Given text:
* Begin *

Computer Science is Easy

January 6, 2021

How is sound encoded digitally?

In the real world, sound is made up of varying pressure waves, typically travelling through the air. Sound can also be considered as a form of analogue data, in that it is continually varying. Unlike digital data which is broken into discrete values and discrete parts, sound occurs in a continuously varying manner over time[1]. Analogue sound has two properties that are continuously varying: frequency[2] and amplitude[3].

Since these two properties are continuously varying, it’s impossible to capture all the data contained in analogue sound. Digital sound is encoded by capturing a reasonable approximation of the sound by taking samples of the amplitude at regular intervals. While the basic process is very simple, there are still a number of concepts and variables that must be understood to achieve the right balance of quality and file size:

Sampling: The process of taking digital measurements of the amplitude of a sound wave at regular intervals (generally in the tens of kHz), which are encoded as a series of binary values. The amplitude is captured by a microphone and must be converted into digital data by an Analogue to Digital Converter (ADC) prior to sampling. Samples are stored in the order they are taken, and the result is a digital recording that is a good approximation of the original.
The diagram below shows the relationship between the original sound wave (dotted line), the samples (white X symbols with corresponding digital values), and the resulting approximation (solid line):
Sample: A numeric value, encoded in binary, that represents the amplitude of the sound wave at a specific point in time.

* End *

Raw records:
* Begin *

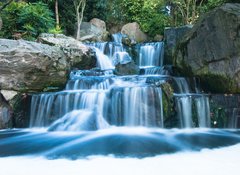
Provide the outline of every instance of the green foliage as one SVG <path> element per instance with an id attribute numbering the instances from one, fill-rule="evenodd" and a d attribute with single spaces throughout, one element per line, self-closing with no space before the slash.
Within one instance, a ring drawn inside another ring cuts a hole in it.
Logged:
<path id="1" fill-rule="evenodd" d="M 33 40 L 40 33 L 54 28 L 52 16 L 42 2 L 13 2 L 2 13 L 4 25 L 1 36 L 14 38 L 18 34 L 21 38 Z"/>

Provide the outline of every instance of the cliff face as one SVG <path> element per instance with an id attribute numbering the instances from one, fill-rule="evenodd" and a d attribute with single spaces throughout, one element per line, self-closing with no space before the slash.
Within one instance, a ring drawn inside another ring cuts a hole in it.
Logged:
<path id="1" fill-rule="evenodd" d="M 204 15 L 178 43 L 174 64 L 200 77 L 206 91 L 240 92 L 240 4 Z"/>

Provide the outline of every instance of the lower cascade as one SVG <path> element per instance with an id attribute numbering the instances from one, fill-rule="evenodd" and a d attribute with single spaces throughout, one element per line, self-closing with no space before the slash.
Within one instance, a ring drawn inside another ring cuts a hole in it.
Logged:
<path id="1" fill-rule="evenodd" d="M 120 36 L 87 44 L 97 69 L 71 71 L 62 91 L 32 94 L 30 128 L 0 131 L 1 157 L 146 158 L 240 143 L 239 130 L 210 128 L 209 95 L 162 65 L 162 42 L 134 46 L 134 57 Z M 114 74 L 129 63 L 139 74 Z"/>

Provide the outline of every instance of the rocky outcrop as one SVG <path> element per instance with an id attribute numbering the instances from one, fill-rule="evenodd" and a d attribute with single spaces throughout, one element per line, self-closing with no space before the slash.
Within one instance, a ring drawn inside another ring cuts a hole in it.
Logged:
<path id="1" fill-rule="evenodd" d="M 12 125 L 12 109 L 3 95 L 0 93 L 0 129 L 9 128 Z"/>
<path id="2" fill-rule="evenodd" d="M 210 96 L 212 126 L 216 128 L 240 128 L 239 106 L 239 94 L 212 94 Z"/>
<path id="3" fill-rule="evenodd" d="M 132 43 L 141 43 L 148 40 L 147 35 L 141 31 L 139 24 L 136 22 L 124 25 L 121 33 L 127 35 L 132 40 Z"/>
<path id="4" fill-rule="evenodd" d="M 102 31 L 107 31 L 106 23 L 98 18 L 93 18 L 89 21 L 92 25 L 98 27 Z"/>
<path id="5" fill-rule="evenodd" d="M 115 66 L 114 73 L 116 75 L 138 75 L 140 72 L 139 67 L 134 61 L 121 64 L 120 62 Z"/>
<path id="6" fill-rule="evenodd" d="M 93 50 L 72 37 L 43 33 L 38 37 L 38 42 L 60 47 L 72 68 L 91 69 L 96 66 Z"/>
<path id="7" fill-rule="evenodd" d="M 80 36 L 81 41 L 101 42 L 109 40 L 105 22 L 97 18 L 90 22 L 82 22 Z"/>
<path id="8" fill-rule="evenodd" d="M 0 16 L 0 30 L 2 29 L 2 18 Z"/>
<path id="9" fill-rule="evenodd" d="M 240 92 L 240 4 L 207 13 L 178 45 L 175 66 L 210 92 Z"/>
<path id="10" fill-rule="evenodd" d="M 177 42 L 192 29 L 192 25 L 182 27 L 167 27 L 164 30 L 164 64 L 173 64 L 174 51 Z"/>
<path id="11" fill-rule="evenodd" d="M 0 89 L 36 92 L 62 88 L 70 68 L 84 61 L 81 58 L 71 58 L 57 46 L 0 39 Z"/>

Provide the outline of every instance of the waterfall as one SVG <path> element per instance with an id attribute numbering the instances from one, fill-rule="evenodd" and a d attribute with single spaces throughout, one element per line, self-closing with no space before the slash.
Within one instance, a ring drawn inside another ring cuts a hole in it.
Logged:
<path id="1" fill-rule="evenodd" d="M 163 42 L 145 43 L 139 46 L 139 66 L 155 67 L 163 64 Z"/>
<path id="2" fill-rule="evenodd" d="M 164 127 L 161 84 L 174 81 L 174 98 L 180 127 L 210 127 L 209 99 L 192 91 L 183 77 L 171 77 L 162 67 L 163 43 L 138 44 L 141 74 L 114 76 L 108 70 L 132 57 L 121 34 L 113 42 L 90 43 L 101 69 L 74 70 L 60 92 L 32 95 L 30 127 L 49 130 L 98 130 L 110 126 Z M 195 83 L 196 84 L 196 83 Z M 166 103 L 166 102 L 165 102 Z M 166 105 L 166 104 L 165 104 Z"/>
<path id="3" fill-rule="evenodd" d="M 207 96 L 200 96 L 195 98 L 198 125 L 203 128 L 210 128 L 210 107 L 209 98 Z"/>
<path id="4" fill-rule="evenodd" d="M 192 128 L 192 98 L 191 96 L 178 97 L 177 99 L 178 118 L 182 128 Z"/>
<path id="5" fill-rule="evenodd" d="M 86 123 L 95 129 L 109 124 L 163 127 L 162 90 L 150 86 L 148 78 L 80 76 L 70 79 L 64 91 L 33 95 L 30 126 L 46 127 L 58 119 L 50 128 L 81 130 L 86 129 Z"/>
<path id="6" fill-rule="evenodd" d="M 193 88 L 195 91 L 191 90 L 186 78 L 174 77 L 173 79 L 176 82 L 175 101 L 181 127 L 210 127 L 209 98 L 206 94 L 199 93 L 195 79 Z M 197 118 L 197 121 L 193 121 L 194 118 Z"/>

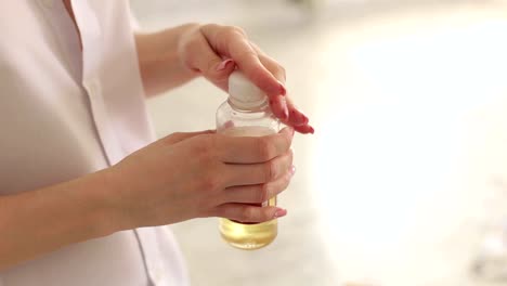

* End *

Requirements:
In the text on how sound is encoded digitally:
(a) Which two properties of sound does it say vary continuously?
(b) What converts the amplitude captured by a microphone into digital data before sampling?
(c) In what order are samples stored?

Complete response:
(a) Frequency and amplitude.
(b) An Analogue to Digital Converter (ADC).
(c) In the order they are taken.